Challenge
Copy out the blog post below about the Frank O'Hara poem word for word, from beginning to end.

Sunday, 11 October 2009

Frank O'Hara: Why I Am Not a Painter

Last thursday was National Poetry Day. Anyone who has happened upon this blog will have read some of my poetry and I continue to write poetry on a daily basis. I am also studying a poetry module "Poetry Now" at uni.


I sat in the cafe of a local garden centre last week doing some homework, reading Derek Walcott and Seamus Heaney poems. I flicked though the vast anthology which is the core text for this module and a poem by Frank O'Hara called "Why I Am Not a Painter", which you can read here, caught my eye. It resonated strongly with me - it explains what I cannot. Why I am not a painter.


I have always painted and stopped and started again. It was my earliest wish to be a fine artist. I did a lot of painting in the couple of years before my marriage broke up, and for nearly a year after. When I fell pregnant with Sam I stopped. I have daubed and dabbled a bit since but not had much time. But I have always found time to write. And the more I write the more I write. I am more poet than painter but a bit painter too and that seems, finally, to sit very well with me.

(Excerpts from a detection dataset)
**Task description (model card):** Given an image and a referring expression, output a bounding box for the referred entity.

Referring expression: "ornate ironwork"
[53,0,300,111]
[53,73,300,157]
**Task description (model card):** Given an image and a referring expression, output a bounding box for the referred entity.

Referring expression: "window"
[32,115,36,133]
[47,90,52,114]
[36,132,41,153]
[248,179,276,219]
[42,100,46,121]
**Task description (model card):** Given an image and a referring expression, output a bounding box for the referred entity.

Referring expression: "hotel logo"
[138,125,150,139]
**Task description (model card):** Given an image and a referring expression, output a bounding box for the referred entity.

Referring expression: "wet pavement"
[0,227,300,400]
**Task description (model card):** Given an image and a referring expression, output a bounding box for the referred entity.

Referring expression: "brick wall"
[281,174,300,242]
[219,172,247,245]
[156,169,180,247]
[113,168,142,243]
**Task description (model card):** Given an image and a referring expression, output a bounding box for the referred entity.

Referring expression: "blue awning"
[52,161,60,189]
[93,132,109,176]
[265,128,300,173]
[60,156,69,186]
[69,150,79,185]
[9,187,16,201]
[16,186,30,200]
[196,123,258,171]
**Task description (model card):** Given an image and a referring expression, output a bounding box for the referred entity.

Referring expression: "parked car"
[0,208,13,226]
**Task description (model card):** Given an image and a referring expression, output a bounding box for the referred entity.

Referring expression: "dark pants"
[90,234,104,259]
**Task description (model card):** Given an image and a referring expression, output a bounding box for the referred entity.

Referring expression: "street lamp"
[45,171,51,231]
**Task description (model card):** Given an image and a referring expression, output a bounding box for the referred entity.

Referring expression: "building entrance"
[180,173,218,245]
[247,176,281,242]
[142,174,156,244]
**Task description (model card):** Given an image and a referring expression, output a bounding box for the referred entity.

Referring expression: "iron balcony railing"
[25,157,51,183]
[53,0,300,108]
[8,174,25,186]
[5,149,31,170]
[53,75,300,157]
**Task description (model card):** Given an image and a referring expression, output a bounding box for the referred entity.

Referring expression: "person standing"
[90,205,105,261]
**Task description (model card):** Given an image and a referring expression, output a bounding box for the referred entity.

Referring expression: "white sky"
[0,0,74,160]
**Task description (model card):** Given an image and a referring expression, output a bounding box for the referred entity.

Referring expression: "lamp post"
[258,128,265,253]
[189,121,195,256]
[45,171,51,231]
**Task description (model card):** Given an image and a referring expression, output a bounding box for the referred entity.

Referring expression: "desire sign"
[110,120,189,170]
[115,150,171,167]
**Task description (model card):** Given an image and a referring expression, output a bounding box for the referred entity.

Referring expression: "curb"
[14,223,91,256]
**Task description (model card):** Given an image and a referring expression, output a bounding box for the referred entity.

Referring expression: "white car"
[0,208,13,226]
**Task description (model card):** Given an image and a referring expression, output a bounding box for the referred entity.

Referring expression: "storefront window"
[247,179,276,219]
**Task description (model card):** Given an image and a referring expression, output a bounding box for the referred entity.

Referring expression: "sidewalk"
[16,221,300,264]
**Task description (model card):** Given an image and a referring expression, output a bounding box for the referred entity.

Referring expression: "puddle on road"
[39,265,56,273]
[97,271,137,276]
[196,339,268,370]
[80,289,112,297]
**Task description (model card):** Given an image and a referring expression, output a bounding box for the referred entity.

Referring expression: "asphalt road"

Answer
Sunday, 11 October 2009

Frank O'Hara: Why I Am Not a Painter

Last thursday was National Poetry Day. Anyone who has happened upon this blog will have read some of my poetry and I continue to write poetry on a daily basis. I am also studying a poetry module "Poetry Now" at uni.


I sat in the cafe of a local garden centre last week doing some homework, reading Derek Walcott and Seamus Heaney poems. I flicked though the vast anthology which is the core text for this module and a poem by Frank O'Hara called "Why I Am Not a Painter", which you can read here, caught my eye. It resonated strongly with me - it explains what I cannot. Why I am not a painter.


I have always painted and stopped and started again. It was my earliest wish to be a fine artist. I did a lot of painting in the couple of years before my marriage broke up, and for nearly a year after. When I fell pregnant with Sam I stopped. I have daubed and dabbled a bit since but not had much time. But I have always found time to write. And the more I write the more I write. I am more poet than painter but a bit painter too and that seems, finally, to sit very well with me.